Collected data
== Segment start ==

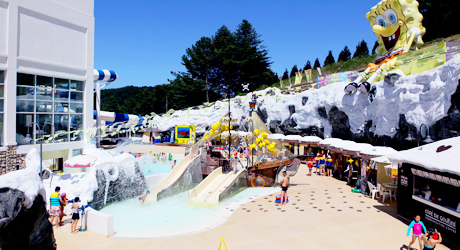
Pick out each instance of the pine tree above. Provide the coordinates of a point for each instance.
(307, 66)
(329, 59)
(317, 64)
(294, 70)
(285, 74)
(198, 61)
(361, 49)
(344, 55)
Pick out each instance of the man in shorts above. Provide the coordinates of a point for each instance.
(55, 206)
(310, 166)
(143, 196)
(284, 186)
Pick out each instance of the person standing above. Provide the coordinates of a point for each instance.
(431, 238)
(416, 225)
(75, 215)
(284, 187)
(55, 206)
(322, 163)
(310, 166)
(63, 204)
(329, 166)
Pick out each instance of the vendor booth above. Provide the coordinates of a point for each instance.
(428, 185)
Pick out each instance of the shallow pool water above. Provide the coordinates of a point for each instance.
(151, 166)
(172, 216)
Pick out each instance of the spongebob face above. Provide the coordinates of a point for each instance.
(391, 20)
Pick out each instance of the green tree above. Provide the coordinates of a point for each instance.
(285, 74)
(317, 64)
(344, 55)
(329, 59)
(251, 57)
(361, 49)
(198, 61)
(294, 70)
(307, 66)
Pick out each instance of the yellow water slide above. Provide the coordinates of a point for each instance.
(173, 176)
(211, 188)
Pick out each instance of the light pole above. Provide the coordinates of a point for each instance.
(40, 134)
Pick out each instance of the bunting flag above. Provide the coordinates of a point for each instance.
(308, 75)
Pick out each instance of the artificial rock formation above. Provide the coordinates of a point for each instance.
(22, 227)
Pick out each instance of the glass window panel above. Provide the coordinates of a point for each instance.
(43, 119)
(44, 94)
(61, 95)
(44, 107)
(44, 81)
(61, 126)
(25, 105)
(76, 107)
(76, 96)
(25, 93)
(76, 85)
(76, 123)
(61, 107)
(1, 129)
(61, 83)
(22, 122)
(26, 79)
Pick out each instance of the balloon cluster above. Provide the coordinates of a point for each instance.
(262, 141)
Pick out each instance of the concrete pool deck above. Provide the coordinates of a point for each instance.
(322, 214)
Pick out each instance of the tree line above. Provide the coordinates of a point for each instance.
(216, 67)
(345, 55)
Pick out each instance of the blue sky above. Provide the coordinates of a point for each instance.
(144, 40)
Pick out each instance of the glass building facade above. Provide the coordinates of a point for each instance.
(55, 104)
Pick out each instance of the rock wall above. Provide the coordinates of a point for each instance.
(121, 189)
(22, 228)
(11, 161)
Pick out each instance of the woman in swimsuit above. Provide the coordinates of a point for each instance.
(75, 215)
(431, 238)
(416, 225)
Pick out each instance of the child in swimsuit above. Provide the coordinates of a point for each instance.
(75, 215)
(431, 238)
(142, 196)
(416, 225)
(310, 166)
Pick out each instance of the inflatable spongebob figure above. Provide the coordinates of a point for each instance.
(398, 26)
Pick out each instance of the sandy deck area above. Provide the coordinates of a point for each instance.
(322, 214)
(133, 148)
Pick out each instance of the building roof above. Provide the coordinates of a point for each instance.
(437, 156)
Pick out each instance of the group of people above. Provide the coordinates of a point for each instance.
(427, 239)
(322, 165)
(161, 156)
(58, 201)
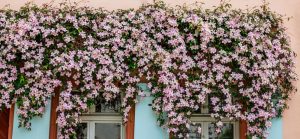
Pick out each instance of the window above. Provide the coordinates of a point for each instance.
(102, 121)
(202, 118)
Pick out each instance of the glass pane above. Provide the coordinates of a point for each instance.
(194, 132)
(227, 132)
(107, 131)
(101, 105)
(81, 131)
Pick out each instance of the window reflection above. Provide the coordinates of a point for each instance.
(227, 132)
(107, 131)
(81, 131)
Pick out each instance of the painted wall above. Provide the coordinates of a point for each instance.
(276, 129)
(39, 127)
(145, 126)
(291, 118)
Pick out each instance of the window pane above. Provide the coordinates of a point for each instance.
(107, 131)
(81, 131)
(227, 132)
(194, 132)
(101, 105)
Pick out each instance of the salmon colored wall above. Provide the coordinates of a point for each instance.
(291, 118)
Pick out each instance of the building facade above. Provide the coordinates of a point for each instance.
(104, 123)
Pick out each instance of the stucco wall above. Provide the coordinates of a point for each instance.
(291, 118)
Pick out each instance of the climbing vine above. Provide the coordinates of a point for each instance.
(239, 60)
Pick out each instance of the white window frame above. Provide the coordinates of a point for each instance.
(205, 119)
(92, 117)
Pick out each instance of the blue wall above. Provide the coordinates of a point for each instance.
(39, 130)
(276, 129)
(145, 120)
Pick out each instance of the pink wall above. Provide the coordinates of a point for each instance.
(291, 118)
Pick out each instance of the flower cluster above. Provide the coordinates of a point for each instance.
(239, 60)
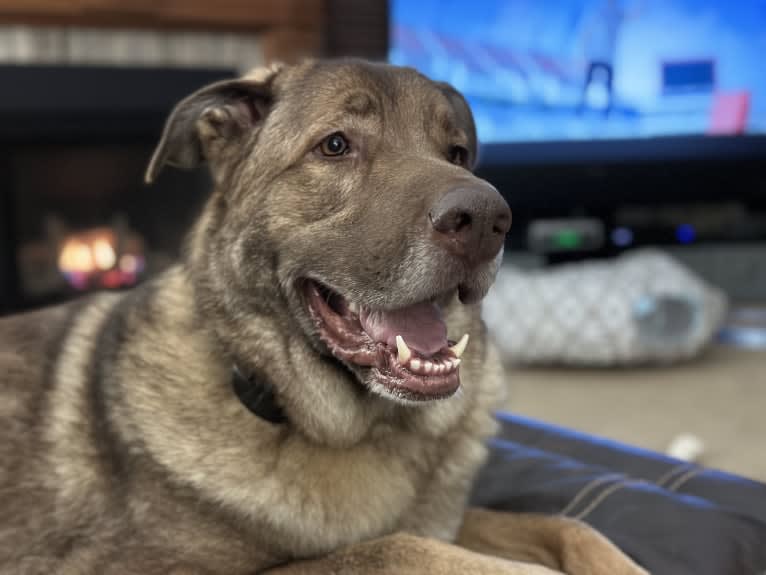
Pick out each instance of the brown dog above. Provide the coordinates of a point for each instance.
(285, 399)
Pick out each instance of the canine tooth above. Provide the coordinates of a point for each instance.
(460, 346)
(404, 352)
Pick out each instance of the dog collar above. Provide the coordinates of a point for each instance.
(258, 396)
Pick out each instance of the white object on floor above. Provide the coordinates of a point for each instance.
(643, 307)
(686, 447)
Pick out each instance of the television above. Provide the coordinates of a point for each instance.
(621, 79)
(612, 124)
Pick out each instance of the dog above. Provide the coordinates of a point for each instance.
(309, 390)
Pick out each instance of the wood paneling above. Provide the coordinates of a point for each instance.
(201, 14)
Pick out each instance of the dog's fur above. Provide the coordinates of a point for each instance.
(124, 449)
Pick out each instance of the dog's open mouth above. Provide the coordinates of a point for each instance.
(407, 349)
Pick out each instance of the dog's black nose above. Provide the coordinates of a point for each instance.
(471, 222)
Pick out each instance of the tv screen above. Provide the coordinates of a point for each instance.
(581, 70)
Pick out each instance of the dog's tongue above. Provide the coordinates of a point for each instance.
(421, 325)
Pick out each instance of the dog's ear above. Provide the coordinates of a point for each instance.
(201, 125)
(464, 116)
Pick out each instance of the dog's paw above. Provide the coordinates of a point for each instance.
(586, 552)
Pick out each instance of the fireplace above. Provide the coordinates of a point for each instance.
(75, 216)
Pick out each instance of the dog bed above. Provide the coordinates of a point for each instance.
(672, 517)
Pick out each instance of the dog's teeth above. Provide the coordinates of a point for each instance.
(404, 352)
(460, 346)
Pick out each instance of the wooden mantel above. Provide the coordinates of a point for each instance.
(289, 28)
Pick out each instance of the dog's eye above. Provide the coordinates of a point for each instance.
(458, 155)
(334, 145)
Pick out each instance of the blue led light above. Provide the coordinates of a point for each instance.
(685, 234)
(622, 237)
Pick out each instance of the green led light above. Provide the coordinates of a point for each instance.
(567, 239)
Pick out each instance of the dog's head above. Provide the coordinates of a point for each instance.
(346, 208)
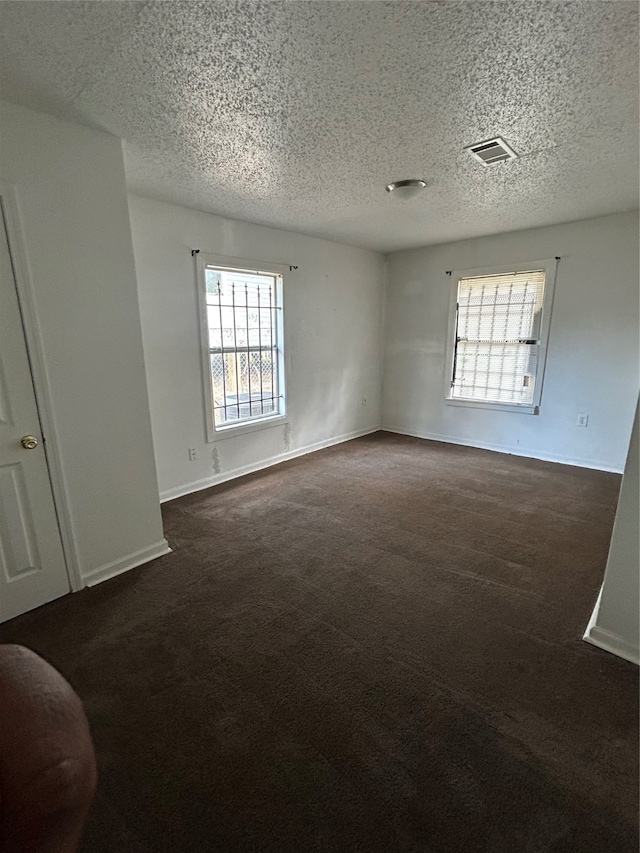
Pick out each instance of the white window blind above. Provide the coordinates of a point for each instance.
(497, 342)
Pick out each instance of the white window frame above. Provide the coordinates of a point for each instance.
(203, 261)
(549, 265)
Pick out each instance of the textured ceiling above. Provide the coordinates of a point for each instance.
(297, 114)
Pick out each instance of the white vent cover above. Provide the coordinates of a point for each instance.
(491, 151)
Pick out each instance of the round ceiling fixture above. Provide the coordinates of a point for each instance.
(407, 188)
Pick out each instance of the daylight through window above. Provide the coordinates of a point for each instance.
(497, 341)
(245, 346)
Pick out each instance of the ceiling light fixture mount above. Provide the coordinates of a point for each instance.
(407, 188)
(491, 151)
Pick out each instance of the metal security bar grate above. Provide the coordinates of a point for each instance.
(498, 337)
(244, 346)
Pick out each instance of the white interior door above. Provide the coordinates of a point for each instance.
(32, 565)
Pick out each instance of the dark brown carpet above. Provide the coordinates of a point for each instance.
(374, 648)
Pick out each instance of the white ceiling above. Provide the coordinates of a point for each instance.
(297, 114)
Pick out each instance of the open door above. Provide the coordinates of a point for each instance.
(32, 564)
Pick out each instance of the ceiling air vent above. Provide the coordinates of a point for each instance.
(491, 151)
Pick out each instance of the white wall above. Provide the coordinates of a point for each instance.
(615, 624)
(332, 337)
(70, 188)
(592, 363)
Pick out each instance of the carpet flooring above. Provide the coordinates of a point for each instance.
(376, 647)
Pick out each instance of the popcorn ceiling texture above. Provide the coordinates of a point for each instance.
(297, 114)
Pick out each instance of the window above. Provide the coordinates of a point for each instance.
(500, 328)
(242, 332)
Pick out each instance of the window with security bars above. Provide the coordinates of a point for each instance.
(498, 337)
(245, 346)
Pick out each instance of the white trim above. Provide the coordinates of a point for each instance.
(607, 640)
(594, 615)
(499, 448)
(39, 372)
(486, 404)
(207, 482)
(614, 644)
(550, 266)
(123, 564)
(230, 430)
(204, 260)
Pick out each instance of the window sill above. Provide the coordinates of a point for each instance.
(496, 407)
(231, 430)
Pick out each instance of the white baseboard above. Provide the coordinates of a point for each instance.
(216, 479)
(613, 643)
(117, 567)
(608, 641)
(501, 448)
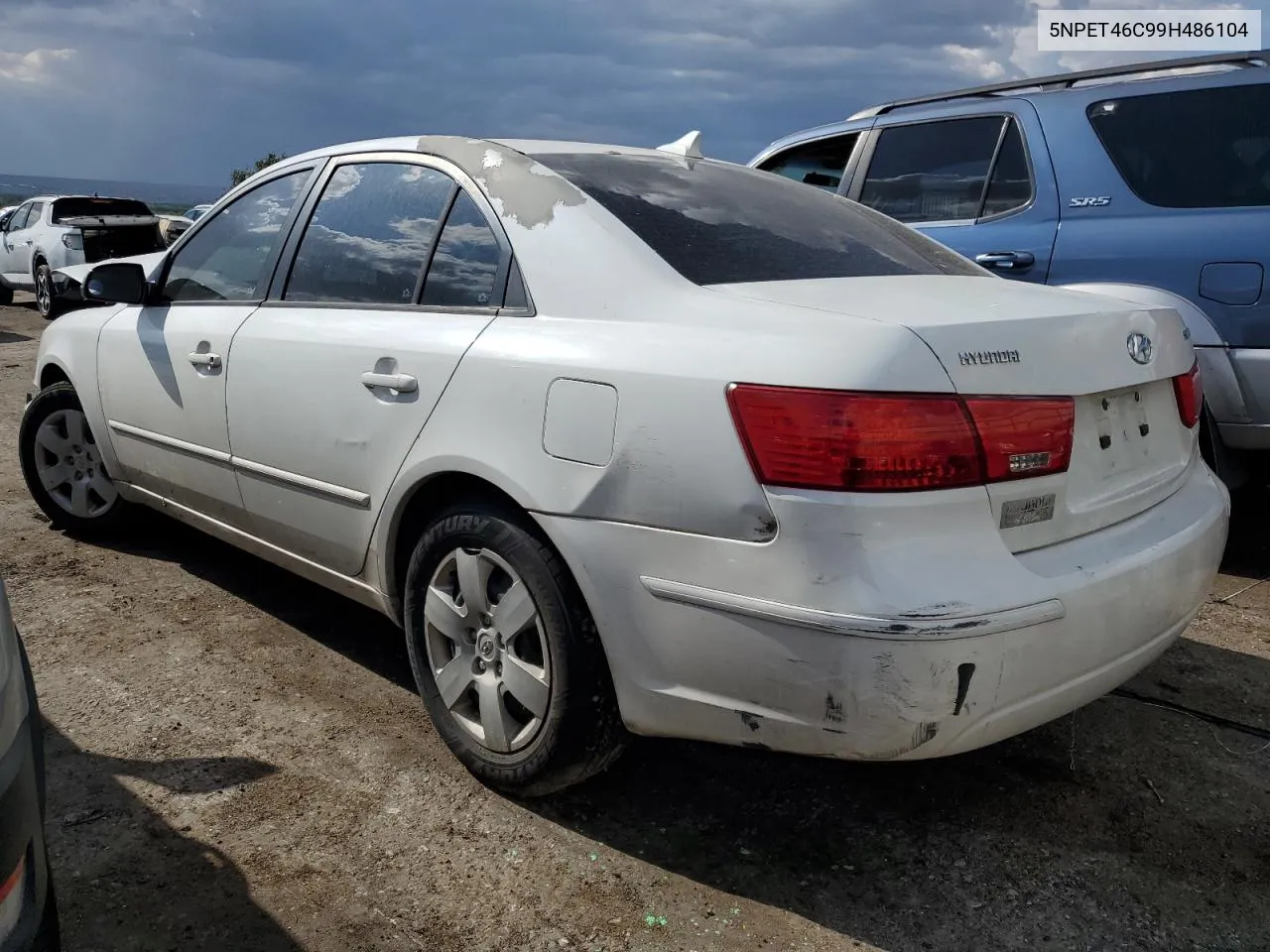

== Segment end ==

**Problem statement**
Repeat, exactly and with no pictures, each line from the line that holds "Pick out each instance of the white baseboard" through the last line of the records above.

**Solution**
Pick out each instance of the white baseboard above. Provide the coordinates of a point for each instance.
(216, 479)
(613, 643)
(117, 567)
(608, 641)
(501, 448)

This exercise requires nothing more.